— Task to carry out —
Identify each line of the material below that contains the word "door", and copy those lines.

Location identification entries:
# # # #

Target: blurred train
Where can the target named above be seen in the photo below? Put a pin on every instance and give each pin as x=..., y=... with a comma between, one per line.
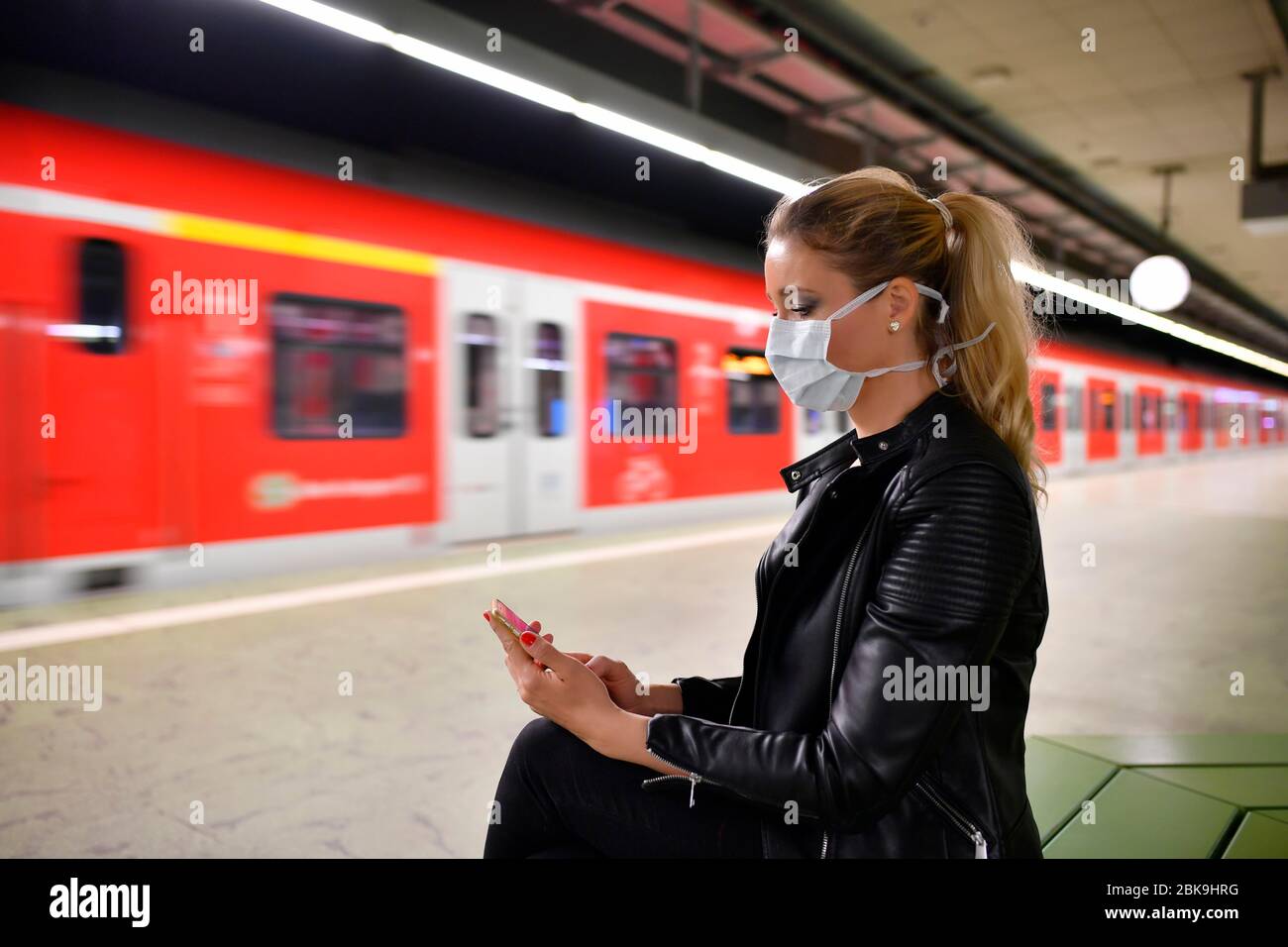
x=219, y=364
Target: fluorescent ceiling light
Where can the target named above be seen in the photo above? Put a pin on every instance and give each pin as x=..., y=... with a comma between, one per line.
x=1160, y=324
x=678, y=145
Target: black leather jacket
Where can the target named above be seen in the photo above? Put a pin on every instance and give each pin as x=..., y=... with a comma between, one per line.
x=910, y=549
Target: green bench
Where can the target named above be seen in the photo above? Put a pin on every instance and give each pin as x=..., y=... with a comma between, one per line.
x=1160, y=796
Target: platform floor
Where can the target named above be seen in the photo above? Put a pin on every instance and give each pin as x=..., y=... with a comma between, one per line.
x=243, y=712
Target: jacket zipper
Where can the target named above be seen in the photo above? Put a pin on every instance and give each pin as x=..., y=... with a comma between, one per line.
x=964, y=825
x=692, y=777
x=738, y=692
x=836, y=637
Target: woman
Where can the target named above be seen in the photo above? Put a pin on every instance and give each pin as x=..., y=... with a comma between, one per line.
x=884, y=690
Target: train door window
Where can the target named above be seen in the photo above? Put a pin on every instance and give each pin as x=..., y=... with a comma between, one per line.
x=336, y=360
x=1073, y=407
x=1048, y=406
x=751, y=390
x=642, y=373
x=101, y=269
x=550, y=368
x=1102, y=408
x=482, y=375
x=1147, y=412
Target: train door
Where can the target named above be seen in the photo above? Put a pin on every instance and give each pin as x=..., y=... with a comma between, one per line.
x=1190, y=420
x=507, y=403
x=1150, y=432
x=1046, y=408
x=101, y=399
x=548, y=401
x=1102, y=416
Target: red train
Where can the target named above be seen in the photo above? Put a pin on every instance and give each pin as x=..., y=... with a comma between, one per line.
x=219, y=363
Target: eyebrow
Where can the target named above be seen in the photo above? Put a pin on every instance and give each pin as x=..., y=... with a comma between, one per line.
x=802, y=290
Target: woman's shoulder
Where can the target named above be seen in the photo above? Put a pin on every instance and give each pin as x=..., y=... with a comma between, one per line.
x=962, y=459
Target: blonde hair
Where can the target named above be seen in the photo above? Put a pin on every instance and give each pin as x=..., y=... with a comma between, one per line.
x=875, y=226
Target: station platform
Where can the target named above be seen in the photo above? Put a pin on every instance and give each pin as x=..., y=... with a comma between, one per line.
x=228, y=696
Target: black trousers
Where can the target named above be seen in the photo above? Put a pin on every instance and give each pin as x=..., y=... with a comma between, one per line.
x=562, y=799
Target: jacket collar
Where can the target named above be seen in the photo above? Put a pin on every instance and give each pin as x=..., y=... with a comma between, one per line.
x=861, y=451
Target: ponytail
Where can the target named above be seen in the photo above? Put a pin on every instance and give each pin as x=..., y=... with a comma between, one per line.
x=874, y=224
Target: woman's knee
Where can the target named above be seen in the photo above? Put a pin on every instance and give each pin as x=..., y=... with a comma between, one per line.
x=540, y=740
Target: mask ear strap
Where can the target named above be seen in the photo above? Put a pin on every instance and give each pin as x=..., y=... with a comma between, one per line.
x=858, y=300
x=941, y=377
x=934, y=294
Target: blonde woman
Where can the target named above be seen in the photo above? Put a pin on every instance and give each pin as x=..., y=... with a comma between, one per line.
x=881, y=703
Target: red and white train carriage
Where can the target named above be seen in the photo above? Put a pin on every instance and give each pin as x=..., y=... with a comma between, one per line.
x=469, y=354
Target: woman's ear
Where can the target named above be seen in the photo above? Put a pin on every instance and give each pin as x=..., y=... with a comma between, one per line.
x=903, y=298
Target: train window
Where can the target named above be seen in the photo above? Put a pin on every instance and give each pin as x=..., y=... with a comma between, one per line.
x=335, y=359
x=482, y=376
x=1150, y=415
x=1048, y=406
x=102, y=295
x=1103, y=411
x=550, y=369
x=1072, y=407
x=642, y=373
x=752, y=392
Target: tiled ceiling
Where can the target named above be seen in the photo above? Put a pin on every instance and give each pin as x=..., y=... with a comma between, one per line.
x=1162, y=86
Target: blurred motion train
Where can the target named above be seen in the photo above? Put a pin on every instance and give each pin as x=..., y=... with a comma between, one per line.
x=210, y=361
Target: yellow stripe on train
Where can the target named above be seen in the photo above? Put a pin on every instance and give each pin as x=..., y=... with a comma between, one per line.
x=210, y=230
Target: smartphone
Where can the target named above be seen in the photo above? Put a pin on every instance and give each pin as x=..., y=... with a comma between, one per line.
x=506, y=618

# # # #

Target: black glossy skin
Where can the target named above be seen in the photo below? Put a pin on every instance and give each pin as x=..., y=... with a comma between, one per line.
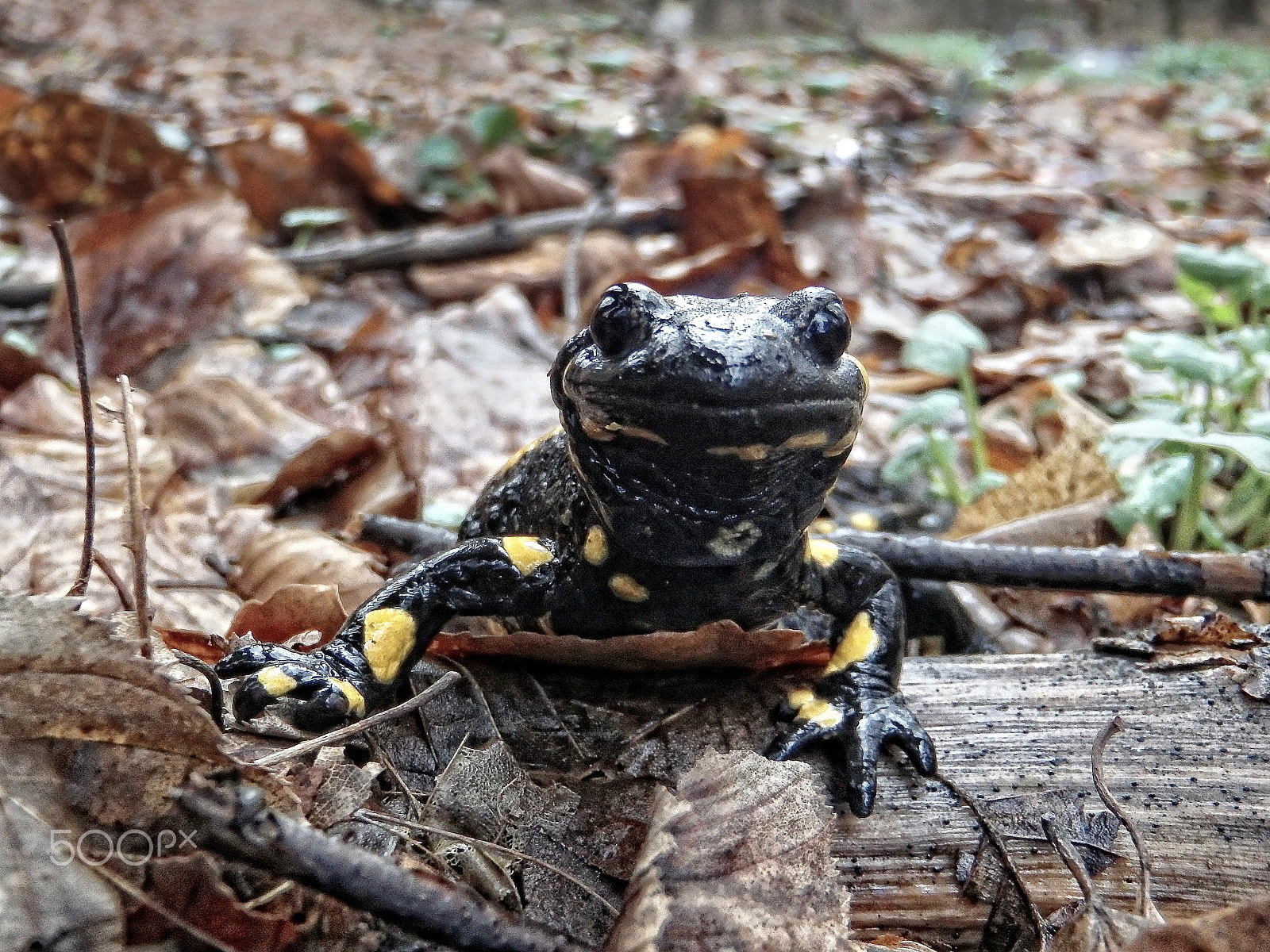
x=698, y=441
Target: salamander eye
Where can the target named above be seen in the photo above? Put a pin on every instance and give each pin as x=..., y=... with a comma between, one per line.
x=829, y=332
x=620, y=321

# # # #

— Answer to this task —
Target: train door window
Target: train door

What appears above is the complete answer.